*Dataset excerpt*
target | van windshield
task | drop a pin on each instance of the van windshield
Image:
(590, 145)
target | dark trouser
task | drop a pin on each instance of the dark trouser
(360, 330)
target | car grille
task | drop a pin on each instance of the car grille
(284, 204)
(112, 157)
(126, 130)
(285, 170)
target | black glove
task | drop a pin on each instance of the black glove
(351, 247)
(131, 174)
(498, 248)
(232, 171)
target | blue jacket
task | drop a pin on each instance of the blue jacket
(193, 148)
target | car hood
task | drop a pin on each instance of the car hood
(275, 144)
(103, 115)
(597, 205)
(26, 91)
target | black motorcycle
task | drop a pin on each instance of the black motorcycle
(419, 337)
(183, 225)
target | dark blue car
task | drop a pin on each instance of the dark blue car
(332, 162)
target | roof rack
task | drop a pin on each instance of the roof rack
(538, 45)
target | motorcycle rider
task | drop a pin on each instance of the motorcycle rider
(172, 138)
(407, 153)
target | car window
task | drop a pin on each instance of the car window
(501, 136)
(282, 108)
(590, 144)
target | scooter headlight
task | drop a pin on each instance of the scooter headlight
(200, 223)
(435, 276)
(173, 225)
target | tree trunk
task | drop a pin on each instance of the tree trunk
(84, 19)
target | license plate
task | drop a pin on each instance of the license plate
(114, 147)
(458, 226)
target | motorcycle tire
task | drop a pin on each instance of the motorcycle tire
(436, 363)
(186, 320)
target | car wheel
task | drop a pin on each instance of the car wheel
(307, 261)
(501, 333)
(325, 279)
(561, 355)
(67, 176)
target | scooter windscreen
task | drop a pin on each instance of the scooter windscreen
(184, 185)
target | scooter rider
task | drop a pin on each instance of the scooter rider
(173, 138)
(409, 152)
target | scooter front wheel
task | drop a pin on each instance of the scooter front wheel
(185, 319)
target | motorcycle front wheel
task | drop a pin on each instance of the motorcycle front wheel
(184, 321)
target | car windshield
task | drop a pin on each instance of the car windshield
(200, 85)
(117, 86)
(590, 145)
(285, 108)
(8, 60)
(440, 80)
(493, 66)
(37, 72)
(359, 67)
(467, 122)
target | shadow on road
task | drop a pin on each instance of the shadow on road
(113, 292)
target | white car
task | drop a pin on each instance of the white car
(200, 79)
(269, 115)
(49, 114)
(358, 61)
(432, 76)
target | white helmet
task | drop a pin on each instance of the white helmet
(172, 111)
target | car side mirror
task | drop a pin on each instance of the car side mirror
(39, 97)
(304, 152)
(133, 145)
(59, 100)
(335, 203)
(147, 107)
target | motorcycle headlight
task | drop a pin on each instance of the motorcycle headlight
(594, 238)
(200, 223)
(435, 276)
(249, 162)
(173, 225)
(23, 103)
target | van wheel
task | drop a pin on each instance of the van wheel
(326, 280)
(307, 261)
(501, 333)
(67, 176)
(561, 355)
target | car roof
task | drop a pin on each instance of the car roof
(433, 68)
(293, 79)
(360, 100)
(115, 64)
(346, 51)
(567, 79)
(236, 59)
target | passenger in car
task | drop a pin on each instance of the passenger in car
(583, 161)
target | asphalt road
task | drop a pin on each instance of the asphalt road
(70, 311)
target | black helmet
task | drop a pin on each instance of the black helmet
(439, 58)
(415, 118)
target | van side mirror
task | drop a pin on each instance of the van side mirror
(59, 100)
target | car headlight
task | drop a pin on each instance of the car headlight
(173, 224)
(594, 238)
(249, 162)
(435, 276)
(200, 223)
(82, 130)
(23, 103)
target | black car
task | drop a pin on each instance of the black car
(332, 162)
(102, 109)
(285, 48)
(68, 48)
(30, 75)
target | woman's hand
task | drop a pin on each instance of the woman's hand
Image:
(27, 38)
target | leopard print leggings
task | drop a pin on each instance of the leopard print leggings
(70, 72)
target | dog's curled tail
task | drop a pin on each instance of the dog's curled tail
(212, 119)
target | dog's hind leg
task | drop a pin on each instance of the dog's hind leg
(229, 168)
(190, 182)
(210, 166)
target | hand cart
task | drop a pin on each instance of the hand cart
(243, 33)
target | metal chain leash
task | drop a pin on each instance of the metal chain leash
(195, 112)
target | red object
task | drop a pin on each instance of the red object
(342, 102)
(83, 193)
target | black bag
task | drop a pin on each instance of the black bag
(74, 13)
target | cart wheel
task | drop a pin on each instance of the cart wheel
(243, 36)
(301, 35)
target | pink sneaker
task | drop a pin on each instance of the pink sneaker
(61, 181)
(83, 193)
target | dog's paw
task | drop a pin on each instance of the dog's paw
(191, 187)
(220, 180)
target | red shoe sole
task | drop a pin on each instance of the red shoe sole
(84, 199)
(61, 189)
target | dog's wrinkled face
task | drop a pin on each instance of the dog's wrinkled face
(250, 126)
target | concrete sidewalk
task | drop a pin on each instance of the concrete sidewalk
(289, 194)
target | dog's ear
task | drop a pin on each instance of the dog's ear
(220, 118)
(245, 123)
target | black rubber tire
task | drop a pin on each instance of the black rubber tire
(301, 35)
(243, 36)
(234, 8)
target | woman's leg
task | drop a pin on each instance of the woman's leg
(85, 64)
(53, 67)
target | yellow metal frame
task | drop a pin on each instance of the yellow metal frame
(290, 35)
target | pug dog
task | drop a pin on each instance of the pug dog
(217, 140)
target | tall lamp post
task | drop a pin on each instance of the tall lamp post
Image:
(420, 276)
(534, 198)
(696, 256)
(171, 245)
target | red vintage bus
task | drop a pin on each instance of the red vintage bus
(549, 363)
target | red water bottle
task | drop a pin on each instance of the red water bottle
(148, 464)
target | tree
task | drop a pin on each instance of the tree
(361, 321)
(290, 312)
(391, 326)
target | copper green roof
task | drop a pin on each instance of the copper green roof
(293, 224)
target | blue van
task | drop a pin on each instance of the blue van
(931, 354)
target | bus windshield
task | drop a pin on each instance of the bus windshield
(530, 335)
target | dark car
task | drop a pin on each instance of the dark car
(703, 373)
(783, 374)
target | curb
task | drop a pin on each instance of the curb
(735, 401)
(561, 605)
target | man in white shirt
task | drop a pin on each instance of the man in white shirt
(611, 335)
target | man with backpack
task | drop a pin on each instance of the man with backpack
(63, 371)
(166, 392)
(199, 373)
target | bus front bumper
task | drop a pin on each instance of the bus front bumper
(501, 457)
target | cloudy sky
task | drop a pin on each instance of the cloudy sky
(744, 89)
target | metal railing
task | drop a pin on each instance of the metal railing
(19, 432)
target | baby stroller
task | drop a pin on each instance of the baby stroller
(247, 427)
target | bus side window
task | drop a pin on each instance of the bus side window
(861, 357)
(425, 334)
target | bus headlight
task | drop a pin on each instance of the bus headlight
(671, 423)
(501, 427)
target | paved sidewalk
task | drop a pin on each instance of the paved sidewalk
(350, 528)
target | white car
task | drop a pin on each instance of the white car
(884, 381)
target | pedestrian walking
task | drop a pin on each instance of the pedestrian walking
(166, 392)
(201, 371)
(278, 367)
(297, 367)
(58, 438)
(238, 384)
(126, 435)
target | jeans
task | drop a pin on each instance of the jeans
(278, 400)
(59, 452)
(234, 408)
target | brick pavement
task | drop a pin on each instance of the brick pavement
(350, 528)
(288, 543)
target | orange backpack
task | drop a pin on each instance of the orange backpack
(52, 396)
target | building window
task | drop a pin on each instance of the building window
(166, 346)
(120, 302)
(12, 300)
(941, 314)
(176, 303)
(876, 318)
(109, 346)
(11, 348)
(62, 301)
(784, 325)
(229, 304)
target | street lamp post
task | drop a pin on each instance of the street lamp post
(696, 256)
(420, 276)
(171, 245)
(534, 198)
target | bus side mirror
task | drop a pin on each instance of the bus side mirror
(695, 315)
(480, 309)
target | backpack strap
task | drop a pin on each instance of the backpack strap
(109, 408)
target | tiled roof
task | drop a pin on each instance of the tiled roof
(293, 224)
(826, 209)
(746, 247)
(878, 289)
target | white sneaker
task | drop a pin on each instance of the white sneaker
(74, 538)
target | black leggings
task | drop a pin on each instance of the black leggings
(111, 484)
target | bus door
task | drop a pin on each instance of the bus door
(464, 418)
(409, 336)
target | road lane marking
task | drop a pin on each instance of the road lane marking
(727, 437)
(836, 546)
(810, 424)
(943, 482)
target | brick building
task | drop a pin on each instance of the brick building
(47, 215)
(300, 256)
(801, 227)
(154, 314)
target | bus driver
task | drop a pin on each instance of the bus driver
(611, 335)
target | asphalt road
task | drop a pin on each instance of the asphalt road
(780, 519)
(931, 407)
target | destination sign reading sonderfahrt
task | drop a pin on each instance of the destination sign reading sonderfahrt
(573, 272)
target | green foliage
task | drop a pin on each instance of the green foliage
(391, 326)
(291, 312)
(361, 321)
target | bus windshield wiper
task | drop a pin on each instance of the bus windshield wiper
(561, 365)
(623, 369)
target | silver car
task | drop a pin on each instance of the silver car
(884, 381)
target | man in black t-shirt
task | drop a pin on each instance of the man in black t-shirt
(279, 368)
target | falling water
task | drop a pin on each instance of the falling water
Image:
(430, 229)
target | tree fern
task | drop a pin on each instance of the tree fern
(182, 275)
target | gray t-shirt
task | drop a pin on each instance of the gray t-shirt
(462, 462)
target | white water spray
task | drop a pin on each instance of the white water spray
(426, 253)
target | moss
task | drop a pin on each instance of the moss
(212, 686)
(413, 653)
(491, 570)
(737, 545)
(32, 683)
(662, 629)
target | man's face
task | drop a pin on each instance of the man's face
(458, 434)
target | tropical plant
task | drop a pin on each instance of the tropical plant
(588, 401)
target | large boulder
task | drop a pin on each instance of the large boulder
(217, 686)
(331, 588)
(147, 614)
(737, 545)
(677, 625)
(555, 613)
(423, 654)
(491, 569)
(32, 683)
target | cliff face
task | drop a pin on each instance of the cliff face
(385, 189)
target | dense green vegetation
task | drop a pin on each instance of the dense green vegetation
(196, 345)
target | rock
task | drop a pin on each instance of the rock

*THE EXERCISE*
Reproduce only the lines from the line containing "target | bus windshield wiper" to the last line of the material above, both of those lines included.

*OUTPUT*
target | bus windshield wiper
task | drop a pin on each instance of the bus windshield wiper
(561, 365)
(623, 369)
target | silver car
task | drop a pin on each instance of the silver car
(884, 381)
target | man in black t-shirt
task | drop a pin on each instance of the man in black t-shirt
(279, 368)
target | falling water
task | drop a pin on each instance of the falling water
Image:
(430, 229)
target | tree fern
task | drop a pin on each instance of the tree fern
(182, 275)
target | gray t-shirt
task | drop a pin on each instance of the gray t-shirt
(462, 462)
target | white water spray
task | drop a pin on each instance of the white water spray
(426, 253)
target | moss
task | drop a pin on each instance of the moss
(212, 686)
(413, 653)
(491, 570)
(737, 545)
(32, 683)
(662, 629)
target | man's face
task | drop a pin on each instance of the man's face
(458, 434)
target | tropical plant
task | drop a pin on each instance of the tropical plant
(588, 401)
target | large boulder
task | drop a pin on each instance of the large boulder
(217, 686)
(331, 588)
(147, 614)
(737, 545)
(677, 625)
(555, 613)
(423, 654)
(491, 569)
(32, 683)
target | cliff face
task | drop a pin on each instance of the cliff face
(385, 189)
target | dense green vegetation
task | drop a pin on each instance of the dense green vegetation
(196, 345)
target | rock
task | drop a pin on each instance of the rock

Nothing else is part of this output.